> _Work instructions_
When you restate the data, keep every word as it is and drop the images.

Given entries below:

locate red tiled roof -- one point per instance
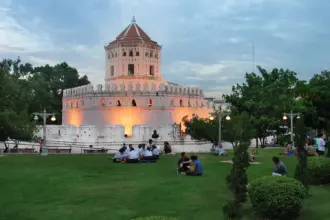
(132, 35)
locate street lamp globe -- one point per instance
(53, 118)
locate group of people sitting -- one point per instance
(189, 166)
(143, 153)
(313, 148)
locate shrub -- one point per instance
(319, 170)
(277, 197)
(156, 218)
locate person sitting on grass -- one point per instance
(119, 156)
(196, 168)
(221, 151)
(132, 156)
(167, 148)
(155, 152)
(183, 163)
(147, 154)
(252, 155)
(289, 151)
(279, 168)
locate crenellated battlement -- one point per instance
(135, 89)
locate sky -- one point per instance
(206, 44)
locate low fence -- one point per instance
(99, 148)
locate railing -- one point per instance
(66, 147)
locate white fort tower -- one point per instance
(135, 98)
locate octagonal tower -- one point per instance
(133, 57)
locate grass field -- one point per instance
(84, 187)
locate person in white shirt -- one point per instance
(321, 144)
(155, 152)
(147, 154)
(132, 156)
(119, 156)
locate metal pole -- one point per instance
(44, 129)
(220, 122)
(291, 124)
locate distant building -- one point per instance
(135, 98)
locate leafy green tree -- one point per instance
(301, 171)
(265, 96)
(319, 95)
(243, 131)
(15, 121)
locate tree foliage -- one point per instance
(26, 89)
(237, 180)
(265, 96)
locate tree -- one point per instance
(265, 97)
(319, 95)
(237, 180)
(301, 171)
(15, 122)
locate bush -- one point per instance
(277, 197)
(157, 218)
(319, 170)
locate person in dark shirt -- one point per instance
(196, 167)
(279, 168)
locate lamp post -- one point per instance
(44, 116)
(221, 114)
(291, 115)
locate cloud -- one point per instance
(207, 43)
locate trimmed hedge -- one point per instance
(319, 170)
(156, 218)
(274, 197)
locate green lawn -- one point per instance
(85, 187)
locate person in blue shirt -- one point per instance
(196, 167)
(119, 156)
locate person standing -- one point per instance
(321, 144)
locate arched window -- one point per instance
(133, 102)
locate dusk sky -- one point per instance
(204, 43)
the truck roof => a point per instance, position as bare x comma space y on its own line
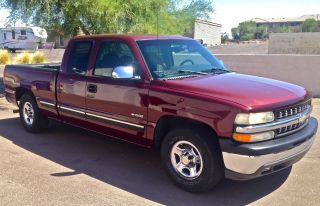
131, 37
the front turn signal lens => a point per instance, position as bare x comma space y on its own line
253, 137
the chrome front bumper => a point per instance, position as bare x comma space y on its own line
257, 160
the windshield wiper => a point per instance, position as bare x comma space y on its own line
191, 72
216, 70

End of Given entries.

> _Solution for this task_
locate red tiled roof -- one point per instance
(132, 35)
locate street lamp globe -- one point per instance
(53, 118)
locate group of people sitting -- one point per instance
(189, 166)
(143, 153)
(313, 148)
locate shrub -- one point per instance
(319, 170)
(277, 197)
(156, 218)
locate person sitting on grass -- one point per instance
(119, 156)
(196, 168)
(221, 151)
(132, 156)
(167, 148)
(155, 152)
(183, 163)
(147, 154)
(252, 155)
(289, 151)
(279, 168)
locate crenellated battlement -- one point per instance
(135, 89)
locate sky -- one point per instance
(206, 44)
locate low fence -- one point per instance
(99, 148)
locate railing -- one point per instance
(66, 147)
locate white fort tower -- one point per instance
(135, 98)
locate octagonal tower -- one point per instance
(133, 57)
locate grass field -- one point per instance
(84, 187)
locate person in white shirt -- one point per instance
(321, 144)
(155, 152)
(147, 154)
(132, 156)
(119, 156)
locate metal pole -- one point per instance
(44, 129)
(220, 122)
(291, 124)
locate distant building -- one point per instance
(135, 98)
locate leafy green tree -- one point per instance
(301, 171)
(265, 96)
(319, 95)
(243, 131)
(15, 121)
locate tree foliage -- one point per instance
(26, 89)
(237, 180)
(265, 96)
locate tree -- one point per instance
(265, 97)
(319, 95)
(237, 180)
(301, 171)
(15, 122)
locate bush -- one point per instance
(277, 197)
(157, 218)
(319, 170)
locate person in dark shirt -- one point per instance
(196, 167)
(279, 168)
locate lamp post -- one point per instance
(44, 116)
(221, 114)
(291, 115)
locate cloud -- one point per instance
(207, 43)
locate trimmed hedge -- one point per instance
(319, 170)
(156, 218)
(274, 197)
locate green lawn -- one point per instance
(85, 187)
locate person in blue shirt -- one point per instance
(196, 167)
(119, 156)
locate person standing -- one point per instance
(321, 144)
locate arched window -- one point per instance
(133, 102)
locate dusk sky -- one point per instance
(204, 43)
the truck roof => a point per instance, position as bare x comma space y on its own line
131, 37
the front turn signal lens => a point per instance, position as bare x comma space y on its own line
253, 137
the chrome front bumper => a point per instance, position as bare x comma space y on its own line
257, 160
the windshield wiper => a point per instance, position as bare x comma space y on its own line
191, 72
216, 70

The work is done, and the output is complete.